-- START Provided material --

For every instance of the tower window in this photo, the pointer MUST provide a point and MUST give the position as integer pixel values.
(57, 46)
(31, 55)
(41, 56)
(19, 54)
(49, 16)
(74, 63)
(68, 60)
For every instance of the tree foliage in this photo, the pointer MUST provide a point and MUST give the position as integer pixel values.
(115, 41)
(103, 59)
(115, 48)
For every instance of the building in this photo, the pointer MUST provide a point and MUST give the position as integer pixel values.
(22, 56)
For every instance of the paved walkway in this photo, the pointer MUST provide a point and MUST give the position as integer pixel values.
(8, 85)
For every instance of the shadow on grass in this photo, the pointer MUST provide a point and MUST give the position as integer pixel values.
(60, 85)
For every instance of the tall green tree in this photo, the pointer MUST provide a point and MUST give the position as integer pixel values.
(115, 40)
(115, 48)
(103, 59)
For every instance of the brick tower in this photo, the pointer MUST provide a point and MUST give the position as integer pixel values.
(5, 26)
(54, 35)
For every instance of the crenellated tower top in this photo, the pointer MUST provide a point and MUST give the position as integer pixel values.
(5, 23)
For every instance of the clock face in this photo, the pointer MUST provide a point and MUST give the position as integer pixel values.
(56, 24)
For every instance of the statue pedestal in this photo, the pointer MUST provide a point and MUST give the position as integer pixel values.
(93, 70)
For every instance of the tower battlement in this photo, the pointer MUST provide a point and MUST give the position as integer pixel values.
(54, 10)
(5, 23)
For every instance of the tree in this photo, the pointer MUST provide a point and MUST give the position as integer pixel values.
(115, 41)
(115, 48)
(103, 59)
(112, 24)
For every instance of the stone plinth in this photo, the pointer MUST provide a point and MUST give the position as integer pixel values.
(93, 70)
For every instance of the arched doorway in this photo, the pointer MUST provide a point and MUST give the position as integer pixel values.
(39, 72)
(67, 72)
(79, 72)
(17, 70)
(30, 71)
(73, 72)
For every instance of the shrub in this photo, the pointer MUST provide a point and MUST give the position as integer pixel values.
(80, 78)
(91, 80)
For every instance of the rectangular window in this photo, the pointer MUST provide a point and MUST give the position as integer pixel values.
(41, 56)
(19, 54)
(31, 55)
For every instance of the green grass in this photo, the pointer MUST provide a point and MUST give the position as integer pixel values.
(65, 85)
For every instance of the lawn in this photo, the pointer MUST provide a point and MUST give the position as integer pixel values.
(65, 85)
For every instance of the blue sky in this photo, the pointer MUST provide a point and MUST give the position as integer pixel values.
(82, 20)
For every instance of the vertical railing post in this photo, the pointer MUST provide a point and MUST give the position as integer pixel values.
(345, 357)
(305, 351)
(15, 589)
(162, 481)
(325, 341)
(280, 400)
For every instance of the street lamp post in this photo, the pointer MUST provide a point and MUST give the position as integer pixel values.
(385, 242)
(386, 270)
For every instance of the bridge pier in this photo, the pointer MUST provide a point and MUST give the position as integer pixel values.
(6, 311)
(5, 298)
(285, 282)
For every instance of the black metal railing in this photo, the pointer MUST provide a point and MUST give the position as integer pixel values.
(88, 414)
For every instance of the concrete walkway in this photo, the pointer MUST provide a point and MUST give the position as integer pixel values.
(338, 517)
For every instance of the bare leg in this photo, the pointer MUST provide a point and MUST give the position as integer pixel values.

-- END Provided material --

Job.
Your task is to repeat the data exactly; please include every line.

Output of the task.
For every instance of the tower window in this photo, the pointer MUST provide a point and MUST give the position as integer pixel values.
(57, 46)
(31, 55)
(41, 56)
(19, 54)
(49, 16)
(74, 63)
(68, 60)
For every instance of the tree foliage in this photo, the pointer MUST provide a point and MUST give the position as integer pixel values.
(115, 41)
(103, 59)
(115, 48)
For every instance of the building in this photo, the pointer MUST provide a point and MUST give the position as integer pixel values.
(22, 56)
For every instance of the paved walkway in this photo, the pointer MUST provide a point and MUST give the position as integer pixel values.
(8, 85)
For every instance of the shadow on grass in this photo, the pointer MUST provide a point and MUST give the position as integer pixel values.
(60, 85)
For every instance of the tall green tree in this photo, the pointer MUST provide a point and MUST give the position as integer pixel values.
(115, 40)
(115, 48)
(103, 59)
For every instance of the brick tower in this photo, the pointer MUST provide a point and MUST give the position as integer pixel values.
(5, 26)
(54, 35)
For every instance of the crenellated tower top in this photo, the pointer MUST provide a point and MUST give the position as integer pixel values.
(5, 23)
For every instance of the clock face in this photo, the pointer MUST provide a point and MUST give the position as integer pixel values.
(56, 24)
For every instance of the statue pedestal in this photo, the pointer MUST provide a point and MUST give the position as integer pixel values.
(93, 70)
For every instance of the tower battlement in this photo, the pointer MUST provide a point and MUST give the position as integer pixel values.
(54, 10)
(5, 23)
For every instance of the tree in this photo, the pointer MUST provide a point and MUST give the position as integer pixel values.
(115, 41)
(115, 48)
(103, 59)
(112, 24)
For every instance of the stone plinth in this photo, the pointer MUST provide a point and MUST give the position as integer pixel values.
(93, 70)
For every instance of the arched doorway in this photo, the pointer MUST provide a point and MUST give the position as integer pixel values.
(39, 72)
(67, 72)
(79, 72)
(17, 70)
(30, 71)
(73, 72)
For every instance of the shrub in this photo, the pointer MUST provide a point and MUST give the position as integer pixel values.
(80, 78)
(91, 80)
For every instance of the rectangular window in this photo, the pointer MUST provide a point and MUST give the position as integer pixel values.
(41, 56)
(19, 54)
(31, 55)
For every instance of the green grass in this photo, the pointer MUST provide a point and MUST give the position as integer pixel values.
(65, 85)
For every instance of the lawn in this photo, the pointer MUST provide a point and MUST give the position as integer pixel values.
(65, 85)
For every instance of the blue sky in this photo, the pointer MUST provide a point and MUST give the position as integer pixel values.
(82, 20)
For every instance of the vertical railing post in this photo, the pointer MUST provide a point and MUST give the position as integer pixel values.
(345, 357)
(305, 351)
(15, 589)
(162, 481)
(325, 341)
(280, 400)
For every instance of the street lamp post in this photo, the pointer MUST provide a point and MUST give the position as integer pixel values.
(385, 242)
(386, 270)
For every instance of the bridge pier in this photo, the pointer MUST provide a point and MUST give the position as integer pixel values.
(6, 311)
(5, 298)
(285, 282)
For every instance of the black metal railing in this photo, the pointer MUST provide a point and MUST give the position as integer pixel values.
(88, 414)
For every instance of the concrete walkway in this photo, the pointer MUST provide a point and MUST give the position as integer pixel values.
(338, 517)
For every instance of the bare leg in this photo, the pointer MUST provide a point and MUST give the position as integer pixel values.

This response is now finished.